*** RECORDS PROVIDED ***

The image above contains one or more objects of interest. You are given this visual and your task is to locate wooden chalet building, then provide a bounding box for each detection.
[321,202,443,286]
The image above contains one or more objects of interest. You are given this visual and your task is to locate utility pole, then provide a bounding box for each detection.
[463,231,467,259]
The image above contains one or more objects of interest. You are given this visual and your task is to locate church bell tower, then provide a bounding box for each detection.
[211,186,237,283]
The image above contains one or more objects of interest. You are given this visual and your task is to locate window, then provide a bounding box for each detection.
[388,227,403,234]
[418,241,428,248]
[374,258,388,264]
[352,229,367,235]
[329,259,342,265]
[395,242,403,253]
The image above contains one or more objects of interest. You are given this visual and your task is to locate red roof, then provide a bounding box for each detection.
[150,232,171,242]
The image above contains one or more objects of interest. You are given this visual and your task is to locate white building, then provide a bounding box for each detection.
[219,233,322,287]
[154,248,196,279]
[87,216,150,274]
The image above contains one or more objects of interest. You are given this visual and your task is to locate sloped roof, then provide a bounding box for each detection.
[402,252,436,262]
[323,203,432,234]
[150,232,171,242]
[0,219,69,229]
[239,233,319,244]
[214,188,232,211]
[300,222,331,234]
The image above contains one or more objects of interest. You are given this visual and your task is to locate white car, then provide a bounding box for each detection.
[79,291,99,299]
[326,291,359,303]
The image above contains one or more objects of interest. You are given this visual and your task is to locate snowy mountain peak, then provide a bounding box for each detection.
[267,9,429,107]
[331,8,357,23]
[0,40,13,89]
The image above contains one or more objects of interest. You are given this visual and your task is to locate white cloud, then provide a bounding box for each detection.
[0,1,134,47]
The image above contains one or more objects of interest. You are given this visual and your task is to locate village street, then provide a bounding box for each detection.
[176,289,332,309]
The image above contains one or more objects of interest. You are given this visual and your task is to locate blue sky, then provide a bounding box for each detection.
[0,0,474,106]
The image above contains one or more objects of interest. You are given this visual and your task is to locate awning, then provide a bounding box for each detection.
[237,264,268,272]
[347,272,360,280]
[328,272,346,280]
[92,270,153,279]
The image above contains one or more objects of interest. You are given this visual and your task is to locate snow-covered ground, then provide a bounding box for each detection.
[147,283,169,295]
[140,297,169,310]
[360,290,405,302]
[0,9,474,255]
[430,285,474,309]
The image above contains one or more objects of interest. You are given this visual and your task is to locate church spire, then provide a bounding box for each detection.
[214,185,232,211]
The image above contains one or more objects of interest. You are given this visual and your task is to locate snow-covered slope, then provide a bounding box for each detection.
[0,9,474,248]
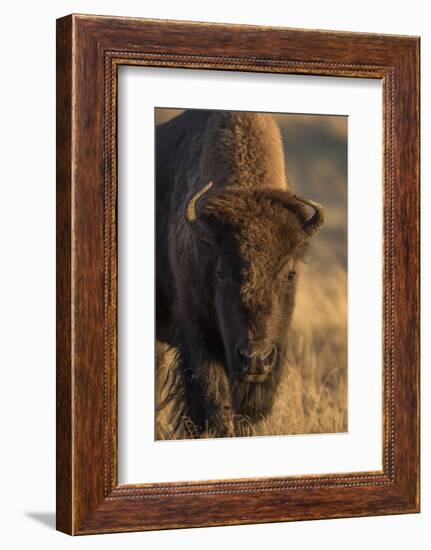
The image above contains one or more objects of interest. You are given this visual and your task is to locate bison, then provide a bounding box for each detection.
[156,110,323,436]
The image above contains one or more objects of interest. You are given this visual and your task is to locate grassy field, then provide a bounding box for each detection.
[156,112,347,439]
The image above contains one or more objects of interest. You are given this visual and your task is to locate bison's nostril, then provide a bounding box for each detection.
[236,348,250,361]
[260,346,277,368]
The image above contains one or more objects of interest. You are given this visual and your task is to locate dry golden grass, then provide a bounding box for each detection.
[156,111,347,439]
[157,253,347,439]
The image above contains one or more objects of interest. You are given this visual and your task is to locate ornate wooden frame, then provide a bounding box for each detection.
[57,15,419,534]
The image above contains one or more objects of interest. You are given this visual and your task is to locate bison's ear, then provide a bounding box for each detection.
[292,195,325,237]
[185,181,215,246]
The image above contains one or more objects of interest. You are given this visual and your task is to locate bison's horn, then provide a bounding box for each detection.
[294,195,325,237]
[186,181,214,245]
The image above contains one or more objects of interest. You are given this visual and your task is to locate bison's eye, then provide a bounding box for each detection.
[286,271,296,283]
[216,271,226,281]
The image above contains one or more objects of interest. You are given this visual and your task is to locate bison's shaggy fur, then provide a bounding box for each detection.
[156,111,324,435]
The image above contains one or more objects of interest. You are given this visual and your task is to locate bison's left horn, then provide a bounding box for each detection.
[185,181,214,245]
[295,195,325,237]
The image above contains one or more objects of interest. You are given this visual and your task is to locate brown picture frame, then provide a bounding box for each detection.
[57,15,419,535]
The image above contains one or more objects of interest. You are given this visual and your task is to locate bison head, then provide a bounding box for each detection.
[186,183,323,421]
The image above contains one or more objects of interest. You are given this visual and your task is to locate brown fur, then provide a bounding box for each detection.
[156,111,324,436]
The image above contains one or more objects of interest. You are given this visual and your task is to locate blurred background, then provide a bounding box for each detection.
[155,108,348,439]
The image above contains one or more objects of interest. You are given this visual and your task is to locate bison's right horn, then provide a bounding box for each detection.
[294,195,325,237]
[185,181,214,245]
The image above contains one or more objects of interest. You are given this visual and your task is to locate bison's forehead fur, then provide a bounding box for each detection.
[202,188,307,311]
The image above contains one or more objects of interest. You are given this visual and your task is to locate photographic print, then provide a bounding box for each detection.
[155,108,348,440]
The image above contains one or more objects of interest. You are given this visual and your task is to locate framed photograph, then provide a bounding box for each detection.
[57,15,419,535]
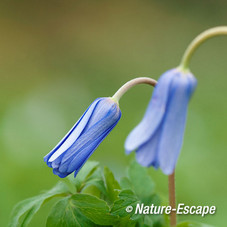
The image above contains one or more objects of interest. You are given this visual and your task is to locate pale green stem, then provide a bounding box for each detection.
[112,77,157,102]
[179,26,227,71]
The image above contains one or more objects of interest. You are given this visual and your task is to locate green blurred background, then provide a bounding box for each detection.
[0,0,227,227]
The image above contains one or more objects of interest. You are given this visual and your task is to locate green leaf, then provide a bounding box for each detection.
[82,168,107,196]
[177,221,213,227]
[68,161,99,192]
[128,161,154,201]
[71,194,118,225]
[120,177,133,189]
[9,182,69,227]
[104,166,120,203]
[111,190,139,217]
[46,198,99,227]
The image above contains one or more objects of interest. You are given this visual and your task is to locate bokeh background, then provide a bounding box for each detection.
[0,0,227,227]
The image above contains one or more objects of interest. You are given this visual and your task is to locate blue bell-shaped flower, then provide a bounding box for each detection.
[125,69,196,175]
[44,98,121,178]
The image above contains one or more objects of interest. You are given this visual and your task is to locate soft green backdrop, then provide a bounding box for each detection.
[0,0,227,227]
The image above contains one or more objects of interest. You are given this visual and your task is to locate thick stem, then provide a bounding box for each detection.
[112,77,157,102]
[168,172,177,227]
[180,26,227,70]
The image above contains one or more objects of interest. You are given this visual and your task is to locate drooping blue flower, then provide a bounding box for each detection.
[44,98,121,178]
[125,69,197,175]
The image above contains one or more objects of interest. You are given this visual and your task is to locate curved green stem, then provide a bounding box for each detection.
[180,26,227,71]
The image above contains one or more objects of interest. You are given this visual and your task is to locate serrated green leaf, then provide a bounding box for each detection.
[46,197,97,227]
[68,161,99,192]
[104,166,120,203]
[128,161,155,201]
[120,177,133,189]
[8,182,69,227]
[71,194,118,225]
[177,221,214,227]
[82,168,107,196]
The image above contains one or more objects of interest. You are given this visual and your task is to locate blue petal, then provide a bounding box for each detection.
[158,74,196,175]
[44,98,102,163]
[136,126,161,169]
[125,69,179,153]
[55,100,121,176]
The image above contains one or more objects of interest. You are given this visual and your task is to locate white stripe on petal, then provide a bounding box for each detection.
[48,99,100,162]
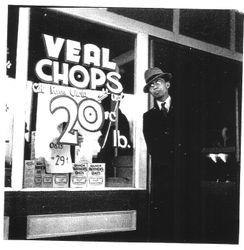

***

* _WRITTEN PROBLEM_
Arrange the listing above as a Markdown table with the columns "Number" and "Text", one row per line and no rows for blank lines. Omit the pictures.

* _SOLUTION BELOW_
| Number | Text |
|---|---|
| 1 | The image above contains one or more objects of interest. You are given this visual and your task is to locate wooden chalet building, then provide a bounding box for each detection. |
| 2 | [321,202,443,286] |
| 3 | The image above contains one or more objects of interest. You are given this visual and your task is to locate utility pole, then provide a bounding box for each detection. |
| 4 | [463,231,467,259] |
| 5 | The image above contains one or more objects of interest. You are given this visual and your task is to locate church bell tower, then provide a bounding box for each detection. |
| 6 | [211,186,237,283] |
| 7 | The image above contains one or more objects of interest. You are given this visual and your task is to locate window, then provide a bounding box for each detection. |
| 8 | [388,227,403,234] |
| 9 | [418,241,428,248] |
| 10 | [374,258,388,264] |
| 11 | [352,229,367,235] |
| 12 | [329,259,342,265] |
| 13 | [395,242,403,253] |
| 14 | The image above contains one or more objects of interest. You are given this visual and your task is to locate red roof, then provide a bounding box for each detection. |
| 15 | [150,232,171,242] |
| 16 | The image above contains one or more objects of interest. You are given this visual and your task is to locate white building, then provide a bounding box for each detection. |
| 17 | [219,233,322,287] |
| 18 | [154,248,196,279] |
| 19 | [87,216,150,274] |
| 20 | The image above contains one or more objects of interest. You are given this visual and your task is to locate sloped roof, then provide a bounding box for each detection. |
| 21 | [402,252,436,262] |
| 22 | [323,203,432,234] |
| 23 | [150,232,171,242] |
| 24 | [0,219,69,229] |
| 25 | [239,233,319,244] |
| 26 | [214,188,232,211] |
| 27 | [300,222,331,234] |
| 28 | The image above contains one or more objects of interest. You are given this visual and your task is to locate white car, then provide a bounding box for each detection. |
| 29 | [79,291,99,299] |
| 30 | [326,291,359,303] |
| 31 | The image above contains one or more objects of interest. You are given this visual and your task is to locate snowy mountain peak, then provide a bounding box for each detection. |
| 32 | [267,9,429,107] |
| 33 | [331,8,357,23] |
| 34 | [0,40,13,89] |
| 35 | The image above contains one or more objects of interest. You are given this visual and your task is to locate white cloud, then provide a bounding box for each detection. |
| 36 | [0,1,134,47] |
| 37 | The image above contains one or more objects of interest. You are given this visual and your task is to locate village street, then provide a bounding box for each detection. |
| 38 | [176,289,332,309] |
| 39 | The image above contains one or more objects of interest. You are given this visual and your task is to locate blue sky, then provide a bounding box for each detection. |
| 40 | [0,0,474,106] |
| 41 | The image above contains one or more objects of interest. You are given this visual and your task is to locate awning, then provide a bounding box for each detection. |
| 42 | [237,264,268,272] |
| 43 | [347,272,360,280] |
| 44 | [328,272,346,280] |
| 45 | [92,270,153,279] |
| 46 | The image above contains one or more objects of interest. You are given this visual and your task is to locate snow-covered ground, then provide a bounding box for each detection. |
| 47 | [147,283,169,295] |
| 48 | [140,297,169,310] |
| 49 | [360,290,405,302] |
| 50 | [0,9,474,255] |
| 51 | [430,285,474,309] |
| 52 | The image above contains one or more objects of interest. You are given this visual and your task is to locate church spire, then provide a bounding box for each detection. |
| 53 | [214,185,232,211] |
| 54 | The image above contains one or more objects of interest. You are given this visual and your task is to locate snow-covered slope, then provide a bounding box for each detection. |
| 55 | [0,9,474,248] |
| 56 | The image above contains one or more objects of interest. You are given this visual and your task is to locate bison, then provide a bounding box for each detection. |
| 57 | [156,110,323,436] |
| 58 | The image above contains one or more objects of interest. You are given this visual and your task is to locate grassy field, then provide a bounding box for each detection. |
| 59 | [156,112,347,439] |
| 60 | The image above contains one or more objects of interest. You are given this visual and your task is to locate bison's nostril, then provide a bounding box for each detection. |
| 61 | [236,348,250,361] |
| 62 | [260,346,277,368] |
| 63 | The image above contains one or more objects of interest. You are given this visual and your task is to locate dry golden grass, then provide a bounding box for each detection. |
| 64 | [156,111,347,439] |
| 65 | [157,253,347,439] |
| 66 | The image above contains one or more objects of interest. You are given this visual and your task is to locate ornate wooden frame, then provide a bounding box for each detection. |
| 67 | [57,15,419,534] |
| 68 | The image above contains one or more objects of interest. You are given this visual and your task is to locate bison's ear, then provide a bounding box for each detection. |
| 69 | [292,195,325,237] |
| 70 | [185,181,215,246] |
| 71 | The image above contains one or more objects of interest. You are given this visual and your task is to locate bison's horn, then provide a bounding box for each detection. |
| 72 | [294,195,325,237] |
| 73 | [186,181,214,245] |
| 74 | The image above contains one or more objects of interest. You are given this visual and your task is to locate bison's eye, then provide a bounding box for each detection. |
| 75 | [286,271,296,283] |
| 76 | [216,271,226,281] |
| 77 | The image above contains one or more objects of interest. You are given this visual and your task is to locate bison's shaggy fur, then provide a bounding box for each detection. |
| 78 | [156,111,324,435] |
| 79 | The image above contains one or more objects of interest. You are given this visual and your task is to locate bison's left horn, then provide a bounding box for each detection. |
| 80 | [185,181,214,245] |
| 81 | [295,195,325,237] |
| 82 | The image above contains one or more objects of interest. You are given this visual and your task is to locate brown picture frame, then provide a bounding box for each detection. |
| 83 | [57,15,419,535] |
| 84 | The image above contains one or more objects of interest. You are given this visual and your task is to locate bison head, then provide a bounding box for each detection. |
| 85 | [186,183,323,421] |
| 86 | The image above contains one or more objects of interest. You are given this visual and your task is to locate brown fur, then provide a bounding box for each detection. |
| 87 | [156,111,324,436] |
| 88 | The image above contains one or more objects of interest. You are given this visual and your task is to locate blurred background, then provide a bounding box for each detection. |
| 89 | [155,108,348,439] |
| 90 | The image above contains one or more objects of interest. You are given this visual and your task is to locate bison's right horn, then provide a bounding box for each detection. |
| 91 | [294,195,325,237] |
| 92 | [185,181,214,245] |
| 93 | The image above contains one or more objects of interest. You are given this visual and your task is to locate bison's forehead fur, then provide a bounding box for each detection. |
| 94 | [202,188,307,311] |
| 95 | The image above contains one or more objects of interest. You are given this visual and your task is to locate photographic print, then provide a bounding box for each detection. |
| 96 | [155,108,348,440] |
| 97 | The image above contains one or more objects of interest. You are given this visual and your task is to locate framed photograph, then provide a bounding box for each detection. |
| 98 | [57,15,419,535] |
| 99 | The image above contains one or more objects of interest. You are given this visual and your task is to locate pale green stem, then provide a bounding box for each detection. |
| 100 | [112,77,157,102] |
| 101 | [179,26,227,71] |
| 102 | The image above contains one or more objects of interest. You are given this visual and your task is to locate green blurred background, then provide a bounding box for each detection. |
| 103 | [0,0,227,227] |
| 104 | The image above contains one or more objects of interest. You are given this visual and your task is to locate green leaf, then provide a bounding box for each detection. |
| 105 | [82,168,107,196] |
| 106 | [177,221,213,227] |
| 107 | [68,161,99,192] |
| 108 | [128,161,154,201] |
| 109 | [71,194,118,225] |
| 110 | [120,177,133,189] |
| 111 | [9,182,69,227] |
| 112 | [104,166,120,203] |
| 113 | [111,190,139,217] |
| 114 | [46,198,99,227] |
| 115 | The image above contains one or more objects of interest. You are given this visual and your task is to locate bokeh background, then provide a bounding box for each detection. |
| 116 | [0,0,227,227] |
| 117 | The image above contains one or more objects of interest. You are given this visual and your task is to locate blue bell-shaped flower, then provide a bounding box for each detection. |
| 118 | [125,69,196,175] |
| 119 | [44,98,121,178] |
| 120 | The image above contains one or more objects of interest. You are given this visual and your task is to locate soft green backdrop, then provide a bounding box for each detection. |
| 121 | [0,0,227,227] |
| 122 | The image above contains one or more objects of interest. You are given this visual and your task is to locate thick stem, then provide a bounding box for each detection. |
| 123 | [112,77,157,102] |
| 124 | [168,172,177,227] |
| 125 | [180,26,227,70] |
| 126 | The image above contains one or more objects of interest. You are given this visual and your task is to locate drooping blue flower, then provide a bounding box for each detection. |
| 127 | [44,98,121,178] |
| 128 | [125,69,197,175] |
| 129 | The image above contains one or more objects of interest. You are given this visual and your task is to locate curved green stem, then provide a bounding box for each detection. |
| 130 | [180,26,227,71] |
| 131 | The image above contains one or more objects of interest. You are given this visual and your task is to locate serrated green leaf, then provide a bounding box for each detection. |
| 132 | [46,197,97,227] |
| 133 | [68,161,99,192] |
| 134 | [104,166,120,203] |
| 135 | [128,161,155,201] |
| 136 | [120,177,133,189] |
| 137 | [8,182,69,227] |
| 138 | [71,194,118,225] |
| 139 | [177,221,214,227] |
| 140 | [82,168,107,196] |
| 141 | The image above contains one or more objects of interest. You are given this visual and your task is to locate blue petal, then provide a bounding box for each detection. |
| 142 | [158,74,196,175] |
| 143 | [44,98,102,163] |
| 144 | [136,126,161,169] |
| 145 | [125,69,179,153] |
| 146 | [55,100,121,176] |
| 147 | The image above contains one or more objects of interest. You are given this visual and your task is to locate white stripe on petal, then provide a bounding box for each detection. |
| 148 | [48,99,100,162] |